Problem to work on |
Using the Topbiz acquisition text below, explain in one to three sentences why the Company did not make the US$1,350,000 payment on time.

Text section |

***

The Company is unable to assess or predict at this time what effect the
regulations or legislation could have on its activities in the future.
Accordingly,
we intend to seek to expand our business through acquisitions or mergers
with
other entities. Any decision to make an acquisition or merge will be based
upon
a variety of factors, including, among others, the purchase price and other
financial terms of the transaction, the business prospects of the target
company
and the extent to which any acquisition/merger would enhance our prospects.
We
will continue to try to complete the acquisition of Topbiz, as described
below.
While we have had discussions with various potential acquisitions targets,
we
presently have no agreements, understandings or arrangements for any other
acquisitions or mergers. As part of the Liquidation, it is necessary to appoint
an auditor to do the appraisal of an evaluation of the assets of the Company
and
to submit such appraisal to the BOMOC for its approval.
On
August
8, 2006, the Company and President of a subsidiary of the Company consummated
the acquisition of a 49% interest in Topbiz, pursuant to a share purchase
agreement (the “Topbiz Agreement”). As of September 30, 2006, $950,000 had been
paid by the Company. According to the Topbiz Agreement, the Company should
make
a payment of US$1,350,000 three months after closing date which was scheduled
to
be before the end of November, 2006. However, since the Company had started
the
liquidation process by then, it could not make such payment on time. The
Company
and Topbiz stopped the ownership transferring process. As of March 31, 2007,
the
Company and Topbiz had not reached an amended agreement on the payment schedule.
Furthermore, the Company has not issued any stock under Regulation S under
the
Securities Act in connection with this transaction.

***

Source excerpt |

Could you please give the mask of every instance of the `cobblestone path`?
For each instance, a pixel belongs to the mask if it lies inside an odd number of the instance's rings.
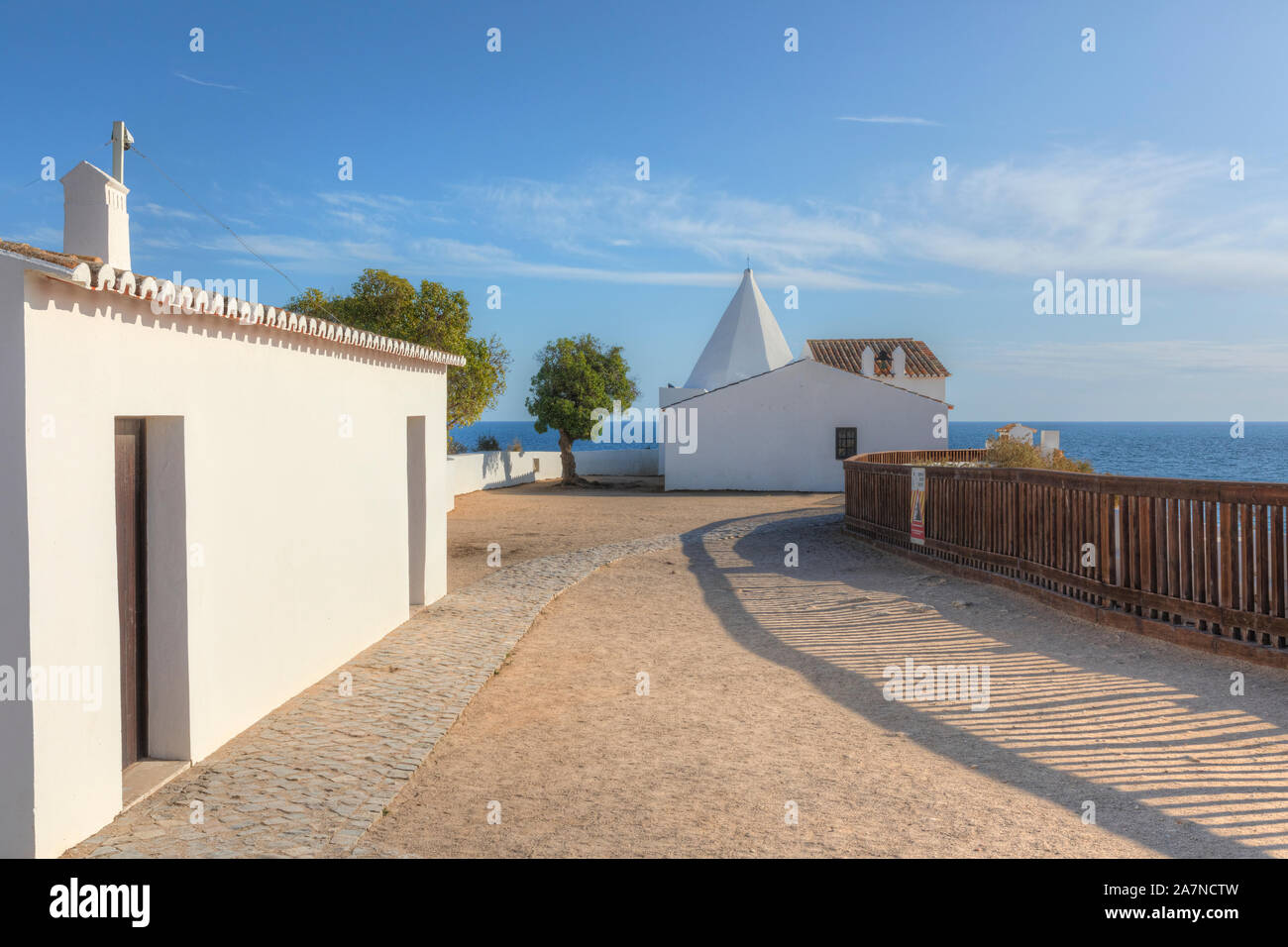
[[[600,566],[684,539],[724,542],[838,521],[772,514],[502,567],[422,609],[66,856],[379,856],[363,834],[562,591]],[[340,694],[344,671],[350,696]]]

***

Complete answer |
Under the Topbiz Agreement, the Company was to pay US$1,350,000 three months after the closing date, before the end of November 2006. By then the Company had started the liquidation process, so it could not make the payment on time, and the Company and Topbiz stopped the ownership transferring process.